● EXERCISE GOAL
Please retype every one of the following items word for word, line by line.

● MATERIAL FOR THIS EXERCISE
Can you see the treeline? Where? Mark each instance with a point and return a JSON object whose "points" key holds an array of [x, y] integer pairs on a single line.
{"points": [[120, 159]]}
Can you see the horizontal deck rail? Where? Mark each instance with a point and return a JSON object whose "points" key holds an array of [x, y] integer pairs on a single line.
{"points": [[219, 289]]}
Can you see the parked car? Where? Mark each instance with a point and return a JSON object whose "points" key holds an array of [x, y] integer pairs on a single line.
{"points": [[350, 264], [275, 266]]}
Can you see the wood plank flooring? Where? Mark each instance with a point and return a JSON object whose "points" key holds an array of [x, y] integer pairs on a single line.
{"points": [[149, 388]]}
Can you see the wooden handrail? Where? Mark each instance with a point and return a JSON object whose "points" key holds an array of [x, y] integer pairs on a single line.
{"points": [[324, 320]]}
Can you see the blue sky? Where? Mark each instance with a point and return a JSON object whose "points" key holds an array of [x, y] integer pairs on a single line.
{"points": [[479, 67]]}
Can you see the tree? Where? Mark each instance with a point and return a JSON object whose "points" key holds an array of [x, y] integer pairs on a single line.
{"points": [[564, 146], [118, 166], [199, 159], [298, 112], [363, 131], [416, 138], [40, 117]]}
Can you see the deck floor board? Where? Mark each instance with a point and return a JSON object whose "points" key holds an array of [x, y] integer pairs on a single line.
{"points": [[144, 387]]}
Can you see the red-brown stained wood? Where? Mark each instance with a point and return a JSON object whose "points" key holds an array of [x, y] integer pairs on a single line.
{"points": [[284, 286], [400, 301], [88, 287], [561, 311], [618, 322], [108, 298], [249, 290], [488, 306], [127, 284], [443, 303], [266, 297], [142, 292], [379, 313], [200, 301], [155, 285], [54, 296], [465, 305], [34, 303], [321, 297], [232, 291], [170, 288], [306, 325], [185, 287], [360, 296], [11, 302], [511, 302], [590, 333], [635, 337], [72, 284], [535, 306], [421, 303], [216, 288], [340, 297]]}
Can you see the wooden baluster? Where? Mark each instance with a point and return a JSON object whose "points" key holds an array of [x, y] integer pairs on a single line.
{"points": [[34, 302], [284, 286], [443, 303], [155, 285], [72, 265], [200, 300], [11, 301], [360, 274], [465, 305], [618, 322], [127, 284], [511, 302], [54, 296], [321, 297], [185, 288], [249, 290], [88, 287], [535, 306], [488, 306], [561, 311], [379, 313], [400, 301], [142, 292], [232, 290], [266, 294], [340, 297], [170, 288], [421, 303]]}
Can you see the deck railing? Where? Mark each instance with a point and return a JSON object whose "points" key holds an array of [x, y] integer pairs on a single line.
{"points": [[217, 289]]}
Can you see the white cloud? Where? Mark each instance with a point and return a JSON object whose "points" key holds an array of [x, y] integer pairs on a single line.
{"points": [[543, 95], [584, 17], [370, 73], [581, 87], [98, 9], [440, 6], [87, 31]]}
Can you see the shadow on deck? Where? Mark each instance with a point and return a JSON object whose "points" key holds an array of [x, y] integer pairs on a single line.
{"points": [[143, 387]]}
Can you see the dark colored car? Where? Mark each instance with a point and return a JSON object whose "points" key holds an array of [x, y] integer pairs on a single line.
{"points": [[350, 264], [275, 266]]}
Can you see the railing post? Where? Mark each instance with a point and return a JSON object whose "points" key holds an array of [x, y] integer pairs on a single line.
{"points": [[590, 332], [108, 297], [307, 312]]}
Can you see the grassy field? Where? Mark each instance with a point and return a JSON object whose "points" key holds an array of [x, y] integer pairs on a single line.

● RIGHT ANSWER
Can you see the treeline? Where? Mark each instance with a point and return a JSON object whose "points" key holds an array of [x, y] integer pairs on a single line.
{"points": [[120, 159]]}
Can you see the horizontal deck rail? Where? Mark each instance with a point and return a JSON object whose "points" key holds an array of [x, y] integer pairs on a single line.
{"points": [[219, 289]]}
Can you see the parked car? Where? Mark each instance with a point and return a JSON object whose "points" key holds an array of [x, y] integer pairs on a single line.
{"points": [[350, 264], [275, 266]]}
Can you see the wood plank flooring? Where? Mark each instance with a point and return a JSON object whose "points" key holds an array of [x, y] integer pairs on a single line.
{"points": [[149, 388]]}
Can you see the wooden handrail? Where? Mark each instance with a point and return a JSON object whose "points" key holds an array of [x, y] integer pairs on a single line.
{"points": [[324, 320]]}
Can you see the blue sky? Where? Mark each instance with a point and return a JSON object whose "points" key holds an array of [x, y] integer pairs on a single line.
{"points": [[479, 67]]}
Can you see the tree? Where? Mark each instance with a point and return a JSON object whose "points" key holds an array of [x, y] integer pairs on a single line.
{"points": [[564, 146], [118, 166], [199, 159], [298, 112], [363, 131], [416, 138], [40, 117]]}
Can you see the deck floor board? Where? Mark each instance with a point and return a JSON object whose "points" key holds an array of [x, y] integer pairs on a single line.
{"points": [[144, 387]]}
Can you see the red-brown stained wood? Where? Mark each instance with a point and return a JSON object whose "points" key holds an array of [x, y] integer pairs on a single line.
{"points": [[284, 286], [400, 301], [88, 287], [561, 311], [618, 322], [108, 298], [249, 290], [488, 306], [127, 284], [443, 303], [266, 297], [142, 292], [379, 313], [200, 301], [155, 285], [54, 296], [465, 305], [34, 303], [321, 297], [232, 291], [170, 288], [306, 325], [185, 287], [360, 296], [11, 302], [511, 302], [590, 333], [635, 337], [72, 284], [535, 306], [421, 303], [216, 288], [340, 297]]}
Can you see the wooden baluster? Where? Mark each instance with a point and return a JSON object whose "points" key holds an array of [x, y] integer pairs on a single line.
{"points": [[34, 302], [284, 286], [443, 303], [155, 285], [72, 265], [200, 300], [11, 301], [360, 274], [465, 305], [618, 322], [127, 284], [511, 302], [54, 296], [321, 297], [185, 288], [249, 290], [88, 287], [535, 306], [488, 306], [561, 311], [379, 313], [400, 301], [142, 292], [232, 290], [266, 294], [340, 297], [170, 288], [421, 303]]}
Can you see the deck railing? Where? Mark each instance with a point and return a JSON object whose "points" key holds an array of [x, y] integer pairs on a single line.
{"points": [[217, 289]]}
Can you see the white cloud? Where? Mark each instance with a point and return a JSON object whose "points" key holds an array of [x, y] integer pairs on a single line.
{"points": [[543, 95], [584, 17], [370, 73], [581, 87], [98, 9], [440, 6], [87, 31]]}
Can you see the shadow on deck? Where? Mark each instance with a point and return a JSON object whose "points" key holds an array of [x, y] integer pairs on a single line.
{"points": [[143, 387]]}
Can you see the dark colored car? Where? Mark each instance with a point and return a JSON object whose "points" key holds an array of [x, y] integer pairs on a single line.
{"points": [[350, 264], [275, 266]]}
Can you see the railing post? Where? Mark each instance with a point and return a JSON object whose "points" key holds an array of [x, y] integer pairs on a single line.
{"points": [[590, 332], [108, 297], [307, 312]]}
Can you see the grassy field? Where? Mark each instance with a point and return a JSON object whose "points" key holds an array of [x, y] integer pairs on a single line.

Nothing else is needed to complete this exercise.